> _提示テキスト_:
################

1984年1月18日生まれ。静岡県の名門藤枝東高校に入りながら、高校選手権の出場経験はなし。卒業後、浦和レッズに入団。プロ3年目の2004年にナビスコ杯・ニューヒーロー賞、Jリーグ・ベストイレブンに選出され、大ブレイク。その後のJリーグ優勝、アジア・チャンピオンズリーグ優勝にも大きく貢献した。ヴォルフスブルクでは09年に優勝、欧州CLも経験している。日本代表主将としてすっかり定着した感があるが、実はその座に就いているのはW杯南ア大会以降のこと。

長谷部誠

2008年1月に移籍して以来、ヴォルフスブルク一筋。現在ブンデスリーガでプレーする日本人の中では最も長い在籍期間だ。最近は、オフの度に移籍の噂がつきまとうようにもなった。昨年、ワールドカップ(W杯)南ア大会日本代表として主将を務めたことと、今年3月に発売された著書 『心を整える。』がミリオンセラー(5万部売り上げればヒット作と言われるサッカー書籍としては異例中の異例)を記録し、一躍サッカー界以外でも知名度を挙げ、人気者となった。

################

> _元のエントリ_:
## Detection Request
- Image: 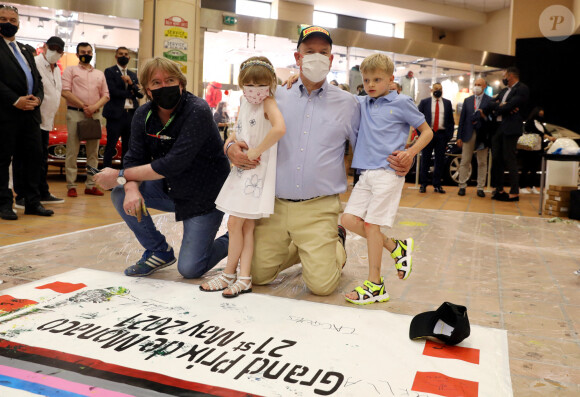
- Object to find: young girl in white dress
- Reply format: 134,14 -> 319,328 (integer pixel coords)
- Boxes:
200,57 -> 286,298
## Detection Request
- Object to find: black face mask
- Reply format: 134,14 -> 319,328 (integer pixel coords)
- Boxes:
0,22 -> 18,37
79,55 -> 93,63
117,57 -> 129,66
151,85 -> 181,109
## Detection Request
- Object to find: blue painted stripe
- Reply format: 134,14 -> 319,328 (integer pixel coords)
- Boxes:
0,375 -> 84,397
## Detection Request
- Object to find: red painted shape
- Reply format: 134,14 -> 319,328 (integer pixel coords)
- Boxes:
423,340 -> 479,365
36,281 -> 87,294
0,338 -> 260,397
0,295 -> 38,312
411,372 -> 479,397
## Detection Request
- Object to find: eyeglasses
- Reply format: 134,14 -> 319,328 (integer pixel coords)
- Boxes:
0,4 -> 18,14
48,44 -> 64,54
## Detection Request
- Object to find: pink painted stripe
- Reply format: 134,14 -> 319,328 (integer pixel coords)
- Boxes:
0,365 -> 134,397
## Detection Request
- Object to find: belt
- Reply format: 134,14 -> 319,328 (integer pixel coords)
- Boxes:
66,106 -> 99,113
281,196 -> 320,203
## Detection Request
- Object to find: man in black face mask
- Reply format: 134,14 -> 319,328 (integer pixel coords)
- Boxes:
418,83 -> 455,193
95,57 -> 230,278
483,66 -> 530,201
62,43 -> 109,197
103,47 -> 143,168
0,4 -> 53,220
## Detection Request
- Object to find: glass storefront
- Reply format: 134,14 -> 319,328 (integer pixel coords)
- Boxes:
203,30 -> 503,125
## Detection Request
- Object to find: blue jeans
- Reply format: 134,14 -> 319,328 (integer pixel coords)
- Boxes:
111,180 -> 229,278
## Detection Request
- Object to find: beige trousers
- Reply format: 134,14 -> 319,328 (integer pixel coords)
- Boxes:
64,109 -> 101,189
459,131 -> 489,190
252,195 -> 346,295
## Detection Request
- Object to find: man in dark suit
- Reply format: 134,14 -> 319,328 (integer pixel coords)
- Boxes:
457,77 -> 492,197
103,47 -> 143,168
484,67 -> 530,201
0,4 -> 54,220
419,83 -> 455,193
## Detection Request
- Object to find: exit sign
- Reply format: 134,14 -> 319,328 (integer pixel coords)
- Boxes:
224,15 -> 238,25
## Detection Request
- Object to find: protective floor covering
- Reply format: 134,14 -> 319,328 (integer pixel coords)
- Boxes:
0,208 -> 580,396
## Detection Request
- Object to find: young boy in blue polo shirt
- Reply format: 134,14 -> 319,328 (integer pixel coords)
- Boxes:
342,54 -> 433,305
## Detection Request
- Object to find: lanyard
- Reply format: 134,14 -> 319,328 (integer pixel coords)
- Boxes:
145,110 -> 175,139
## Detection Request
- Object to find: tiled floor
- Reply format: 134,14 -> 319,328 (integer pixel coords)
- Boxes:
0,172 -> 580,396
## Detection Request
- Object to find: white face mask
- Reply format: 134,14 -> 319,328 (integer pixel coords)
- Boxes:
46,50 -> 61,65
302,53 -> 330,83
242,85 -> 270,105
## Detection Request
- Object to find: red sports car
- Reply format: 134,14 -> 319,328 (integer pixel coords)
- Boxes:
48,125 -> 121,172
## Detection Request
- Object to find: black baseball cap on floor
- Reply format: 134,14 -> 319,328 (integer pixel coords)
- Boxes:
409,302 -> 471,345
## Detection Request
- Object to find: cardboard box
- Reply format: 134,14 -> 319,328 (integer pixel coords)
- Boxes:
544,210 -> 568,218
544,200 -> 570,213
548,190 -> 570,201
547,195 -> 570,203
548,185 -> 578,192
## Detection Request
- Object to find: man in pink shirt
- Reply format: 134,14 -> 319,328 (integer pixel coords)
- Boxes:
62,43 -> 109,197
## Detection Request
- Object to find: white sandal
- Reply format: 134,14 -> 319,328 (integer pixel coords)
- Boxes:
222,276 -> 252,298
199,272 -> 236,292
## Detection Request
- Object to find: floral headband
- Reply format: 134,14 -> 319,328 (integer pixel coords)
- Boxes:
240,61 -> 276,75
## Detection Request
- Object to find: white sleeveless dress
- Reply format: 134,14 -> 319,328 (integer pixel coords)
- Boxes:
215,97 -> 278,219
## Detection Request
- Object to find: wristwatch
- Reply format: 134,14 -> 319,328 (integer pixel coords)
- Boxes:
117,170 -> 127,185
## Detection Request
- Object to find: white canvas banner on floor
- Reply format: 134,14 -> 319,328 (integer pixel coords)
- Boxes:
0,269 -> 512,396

################

> _取り組む課題_:
[A] 長谷部誠の紹介文によると、長谷部がヴォルフスブルクに移籍したのはいつですか。
[B] 長谷部誠の紹介文を、最後の文の後から続けてください。

> _課題別の解答_:
[A] 2008年1月です。

[B]
だが、今季のヴォルフスブルクでの長谷部は少々苦戦気味。香川や内田のように、移籍から日が浅く、慣れない日本との往復での疲労や、いわゆる2年目のジンクスによるものではない。今季もまた、ただ単に勝てない日々が続き、もしかしたらまた1部残留争いに巻き込まれる可能性も大(昨季は最終節で残留を決めた)、そう思わせる状況に苦しんでいる。本人のコンディションも、プレーのレベルも至って好調。もう少しレベルの高いチームでプレーさせてあげたいと思わせるほどだ。

監督はブンデスリーガの名物監督、フェリックス・マガトが務めている。丸顔に眼鏡をかけ、刺激的な発言を行うマガトは、常にメディアの人気者。規律を重んじ、フィジカルトレーニングを好み、そして日本人選手を重用することでも知られる。日本人が好きな理由は、規律を重んじる、つまり監督の命には従うからと言われている。おかげで長谷部は、人材不足のポジションを点々とさせられている。右サイドバックを務めたかと思えば、今度はトップ下へ。第6節では退場者が出た関係でGKまでこなした。この試合は日本でもテレビ中継され、解説者が「マガトが『ハセをGKに』なんて言うはずがない」と言い切ったが、実際マガトは従順な長谷部を指名したのだ。

今のチーム状況が苦しくないはずがない。それでも彼らしく、いつでも同じように全力で試合に臨む。そんな彼のプレー姿は観る者を勇気付けてくれるのだ。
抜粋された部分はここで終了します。